(Information shown)

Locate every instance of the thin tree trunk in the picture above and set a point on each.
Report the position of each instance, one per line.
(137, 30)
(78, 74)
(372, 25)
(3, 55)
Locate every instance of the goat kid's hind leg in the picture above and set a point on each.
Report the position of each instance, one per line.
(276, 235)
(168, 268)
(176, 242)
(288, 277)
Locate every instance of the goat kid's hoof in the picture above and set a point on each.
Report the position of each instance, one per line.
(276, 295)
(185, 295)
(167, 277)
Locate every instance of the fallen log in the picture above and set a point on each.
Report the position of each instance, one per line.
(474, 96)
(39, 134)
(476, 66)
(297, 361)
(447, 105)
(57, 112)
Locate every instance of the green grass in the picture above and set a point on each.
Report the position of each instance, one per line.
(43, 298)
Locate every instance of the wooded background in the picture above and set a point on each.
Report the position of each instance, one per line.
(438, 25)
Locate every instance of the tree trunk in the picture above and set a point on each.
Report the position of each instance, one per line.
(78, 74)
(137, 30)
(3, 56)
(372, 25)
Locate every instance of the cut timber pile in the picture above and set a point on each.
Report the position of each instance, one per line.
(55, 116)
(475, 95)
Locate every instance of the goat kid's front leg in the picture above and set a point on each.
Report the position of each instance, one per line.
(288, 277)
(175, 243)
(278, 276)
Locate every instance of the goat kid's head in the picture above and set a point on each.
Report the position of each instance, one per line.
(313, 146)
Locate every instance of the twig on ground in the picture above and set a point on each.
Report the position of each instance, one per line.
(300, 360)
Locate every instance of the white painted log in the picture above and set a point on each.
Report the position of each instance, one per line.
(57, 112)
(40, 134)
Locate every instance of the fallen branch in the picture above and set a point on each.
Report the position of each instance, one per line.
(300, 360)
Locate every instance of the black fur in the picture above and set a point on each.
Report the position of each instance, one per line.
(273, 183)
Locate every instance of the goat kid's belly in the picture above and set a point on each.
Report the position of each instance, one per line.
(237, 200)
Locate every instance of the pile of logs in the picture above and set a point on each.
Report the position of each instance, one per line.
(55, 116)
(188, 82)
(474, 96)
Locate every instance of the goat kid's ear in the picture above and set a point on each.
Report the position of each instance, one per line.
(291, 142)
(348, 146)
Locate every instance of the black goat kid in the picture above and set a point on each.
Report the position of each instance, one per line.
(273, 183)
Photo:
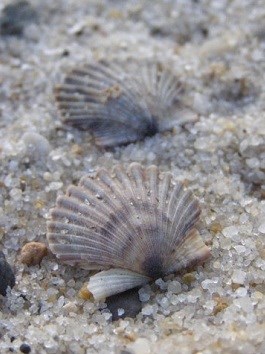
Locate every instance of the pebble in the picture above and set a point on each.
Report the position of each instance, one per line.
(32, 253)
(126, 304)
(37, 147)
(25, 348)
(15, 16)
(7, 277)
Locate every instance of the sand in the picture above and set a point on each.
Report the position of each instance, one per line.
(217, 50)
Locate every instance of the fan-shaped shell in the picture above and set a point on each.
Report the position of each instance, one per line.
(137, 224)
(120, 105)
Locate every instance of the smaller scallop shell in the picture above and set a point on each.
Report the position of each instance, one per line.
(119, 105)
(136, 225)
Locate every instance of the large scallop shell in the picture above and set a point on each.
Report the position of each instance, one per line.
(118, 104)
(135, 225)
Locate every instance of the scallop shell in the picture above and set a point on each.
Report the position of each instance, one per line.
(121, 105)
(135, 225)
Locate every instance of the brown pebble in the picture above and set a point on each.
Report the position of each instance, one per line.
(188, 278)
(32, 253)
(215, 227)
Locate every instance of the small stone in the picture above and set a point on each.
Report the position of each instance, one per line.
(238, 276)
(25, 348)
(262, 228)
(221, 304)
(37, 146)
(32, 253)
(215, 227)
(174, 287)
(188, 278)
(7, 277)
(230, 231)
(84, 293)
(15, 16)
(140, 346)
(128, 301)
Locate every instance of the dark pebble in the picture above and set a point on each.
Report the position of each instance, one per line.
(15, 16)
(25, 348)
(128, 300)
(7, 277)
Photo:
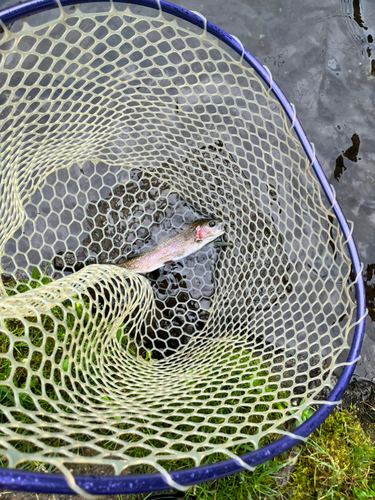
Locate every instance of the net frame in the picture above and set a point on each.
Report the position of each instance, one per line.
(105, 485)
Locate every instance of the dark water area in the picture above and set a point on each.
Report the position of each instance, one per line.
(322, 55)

(End Information shown)
(Information shown)

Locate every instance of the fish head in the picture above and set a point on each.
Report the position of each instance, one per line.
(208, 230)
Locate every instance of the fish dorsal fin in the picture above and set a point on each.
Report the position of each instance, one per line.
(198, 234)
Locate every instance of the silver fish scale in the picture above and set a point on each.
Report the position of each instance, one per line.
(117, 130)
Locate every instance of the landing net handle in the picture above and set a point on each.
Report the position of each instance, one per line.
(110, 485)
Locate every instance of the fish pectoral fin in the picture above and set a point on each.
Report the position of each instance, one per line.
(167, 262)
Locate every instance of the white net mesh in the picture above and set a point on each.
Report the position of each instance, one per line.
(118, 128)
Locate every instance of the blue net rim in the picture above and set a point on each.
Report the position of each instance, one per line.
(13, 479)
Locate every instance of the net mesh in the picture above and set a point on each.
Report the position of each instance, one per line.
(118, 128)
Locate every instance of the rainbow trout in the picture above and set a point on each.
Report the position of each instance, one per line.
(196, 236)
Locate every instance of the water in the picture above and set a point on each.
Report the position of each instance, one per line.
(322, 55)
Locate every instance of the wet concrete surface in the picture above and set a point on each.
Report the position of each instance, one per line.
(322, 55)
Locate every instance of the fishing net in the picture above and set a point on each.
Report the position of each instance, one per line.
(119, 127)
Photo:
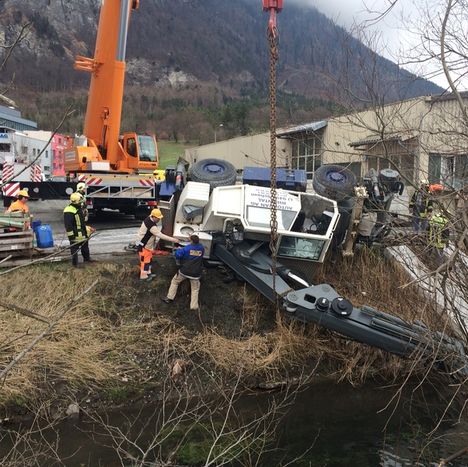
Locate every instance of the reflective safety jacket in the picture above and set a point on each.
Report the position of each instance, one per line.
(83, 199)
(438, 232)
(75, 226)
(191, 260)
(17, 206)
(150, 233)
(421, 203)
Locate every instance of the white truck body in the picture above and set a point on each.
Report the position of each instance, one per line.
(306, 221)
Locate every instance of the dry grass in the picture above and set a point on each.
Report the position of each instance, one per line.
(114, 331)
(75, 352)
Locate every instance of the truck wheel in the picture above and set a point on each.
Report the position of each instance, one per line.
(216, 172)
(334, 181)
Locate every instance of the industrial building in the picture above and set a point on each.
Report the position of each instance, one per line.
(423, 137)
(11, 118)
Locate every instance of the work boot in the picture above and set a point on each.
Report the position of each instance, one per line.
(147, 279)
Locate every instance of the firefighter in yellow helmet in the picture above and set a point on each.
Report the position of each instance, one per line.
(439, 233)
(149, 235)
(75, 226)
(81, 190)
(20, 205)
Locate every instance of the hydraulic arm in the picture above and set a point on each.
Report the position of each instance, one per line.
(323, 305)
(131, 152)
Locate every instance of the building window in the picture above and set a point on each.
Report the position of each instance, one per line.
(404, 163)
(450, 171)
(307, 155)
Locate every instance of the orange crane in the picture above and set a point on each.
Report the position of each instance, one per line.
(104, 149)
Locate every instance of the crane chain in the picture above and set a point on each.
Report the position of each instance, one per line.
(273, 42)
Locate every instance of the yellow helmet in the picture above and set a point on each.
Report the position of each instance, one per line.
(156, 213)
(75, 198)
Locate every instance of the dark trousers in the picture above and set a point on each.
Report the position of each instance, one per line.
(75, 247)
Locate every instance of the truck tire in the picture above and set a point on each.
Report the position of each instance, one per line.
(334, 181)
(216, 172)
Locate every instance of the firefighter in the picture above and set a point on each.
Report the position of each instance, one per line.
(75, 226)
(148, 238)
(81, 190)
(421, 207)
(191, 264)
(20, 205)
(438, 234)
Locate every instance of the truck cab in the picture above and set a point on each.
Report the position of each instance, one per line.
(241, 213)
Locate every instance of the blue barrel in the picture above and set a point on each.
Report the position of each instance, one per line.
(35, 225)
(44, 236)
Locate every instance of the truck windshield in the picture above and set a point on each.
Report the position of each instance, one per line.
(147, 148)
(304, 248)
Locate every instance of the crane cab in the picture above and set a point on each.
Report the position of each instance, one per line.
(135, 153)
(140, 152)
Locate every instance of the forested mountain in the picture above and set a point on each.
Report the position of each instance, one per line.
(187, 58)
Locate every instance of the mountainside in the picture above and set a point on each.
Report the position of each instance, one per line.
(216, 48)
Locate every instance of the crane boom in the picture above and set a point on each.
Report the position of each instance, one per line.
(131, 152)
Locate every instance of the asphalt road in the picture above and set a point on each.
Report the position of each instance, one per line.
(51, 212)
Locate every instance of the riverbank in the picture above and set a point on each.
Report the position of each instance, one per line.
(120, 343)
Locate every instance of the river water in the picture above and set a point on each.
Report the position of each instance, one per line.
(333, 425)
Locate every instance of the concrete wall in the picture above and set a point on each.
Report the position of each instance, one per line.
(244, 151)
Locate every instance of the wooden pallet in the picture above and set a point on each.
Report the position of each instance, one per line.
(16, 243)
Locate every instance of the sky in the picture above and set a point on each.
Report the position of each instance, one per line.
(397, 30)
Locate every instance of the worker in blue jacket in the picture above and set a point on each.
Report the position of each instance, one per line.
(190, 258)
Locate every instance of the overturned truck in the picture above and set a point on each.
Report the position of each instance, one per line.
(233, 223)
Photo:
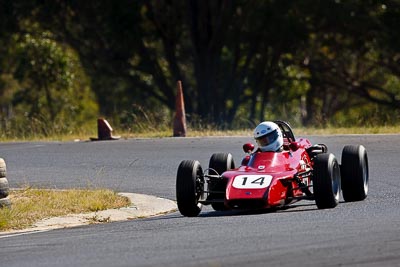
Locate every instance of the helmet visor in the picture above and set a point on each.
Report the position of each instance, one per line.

(End Information shown)
(Information shown)

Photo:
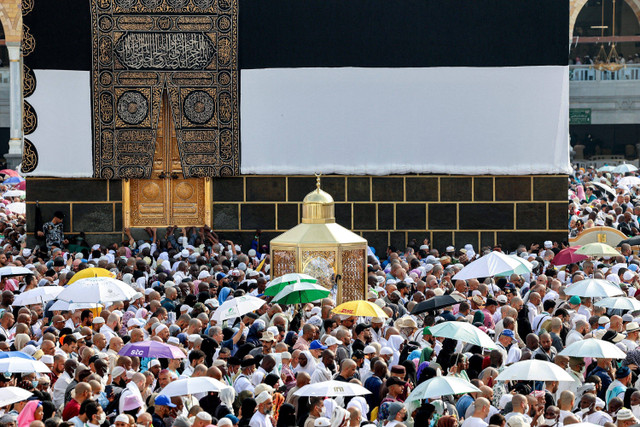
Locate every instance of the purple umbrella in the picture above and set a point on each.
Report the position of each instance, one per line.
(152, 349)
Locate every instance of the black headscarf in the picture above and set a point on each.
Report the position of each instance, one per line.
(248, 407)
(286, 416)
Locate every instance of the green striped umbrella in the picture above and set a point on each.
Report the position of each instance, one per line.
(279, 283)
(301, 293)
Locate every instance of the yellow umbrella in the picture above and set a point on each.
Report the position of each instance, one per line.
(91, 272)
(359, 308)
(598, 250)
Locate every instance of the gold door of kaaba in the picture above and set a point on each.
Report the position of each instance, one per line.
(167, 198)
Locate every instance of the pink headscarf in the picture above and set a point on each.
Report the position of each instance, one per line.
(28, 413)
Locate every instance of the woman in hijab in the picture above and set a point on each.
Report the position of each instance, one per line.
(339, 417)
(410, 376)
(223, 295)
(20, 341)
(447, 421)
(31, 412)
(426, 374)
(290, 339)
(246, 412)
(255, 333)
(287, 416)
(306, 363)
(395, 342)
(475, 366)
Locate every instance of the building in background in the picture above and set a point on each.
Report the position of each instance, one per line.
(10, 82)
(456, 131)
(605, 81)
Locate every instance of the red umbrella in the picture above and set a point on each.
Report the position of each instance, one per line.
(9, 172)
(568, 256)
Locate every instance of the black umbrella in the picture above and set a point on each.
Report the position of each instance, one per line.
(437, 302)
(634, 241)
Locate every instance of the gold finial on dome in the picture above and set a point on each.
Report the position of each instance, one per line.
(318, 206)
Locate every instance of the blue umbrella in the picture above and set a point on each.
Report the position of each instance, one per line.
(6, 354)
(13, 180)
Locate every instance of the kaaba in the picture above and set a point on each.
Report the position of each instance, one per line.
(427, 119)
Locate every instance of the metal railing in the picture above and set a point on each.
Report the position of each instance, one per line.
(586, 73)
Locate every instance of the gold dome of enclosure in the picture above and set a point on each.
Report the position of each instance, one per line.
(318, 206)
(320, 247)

(End Information shown)

◆ **Action item**: Everything above from the line with "Locate every instance of the thin" to the line with "Locate every instance of the cut", both included, must be repeated exactly, and nothing outside that range.

◆ **Your solution**:
Locate every instance of the thin tree trunk in the picture above and set a point on each.
Report the position of each instance, one per line.
(137, 30)
(78, 74)
(372, 25)
(3, 55)
Locate every instance of the goat kid's hind leg in the picture above and set a point on each.
Report the position of each instance, one per line.
(276, 235)
(168, 268)
(176, 242)
(288, 277)
Locate every instance of the goat kid's hoof in the picture above and set a point on each.
Report the position of each instance, one per line.
(276, 295)
(185, 295)
(167, 277)
Locate every instance of the fallen log in the picture above and set a point on each.
Report the position of each instance, one per line.
(474, 96)
(39, 134)
(476, 66)
(297, 361)
(447, 105)
(57, 112)
Locate every instance of the green grass in the picture above and set a point on each.
Report the position of each instance, one per line.
(43, 298)
Locate every instance of the wooded background in the picture above and set a point on each.
Report the position of each instance, one per line.
(438, 25)
Locate every instance of the tree trunk in the picture above and set a point on each.
Report the position of each instance, one per line.
(78, 74)
(137, 30)
(3, 56)
(372, 25)
Locate every instance of the cut timber pile in the picture above and set a point on each.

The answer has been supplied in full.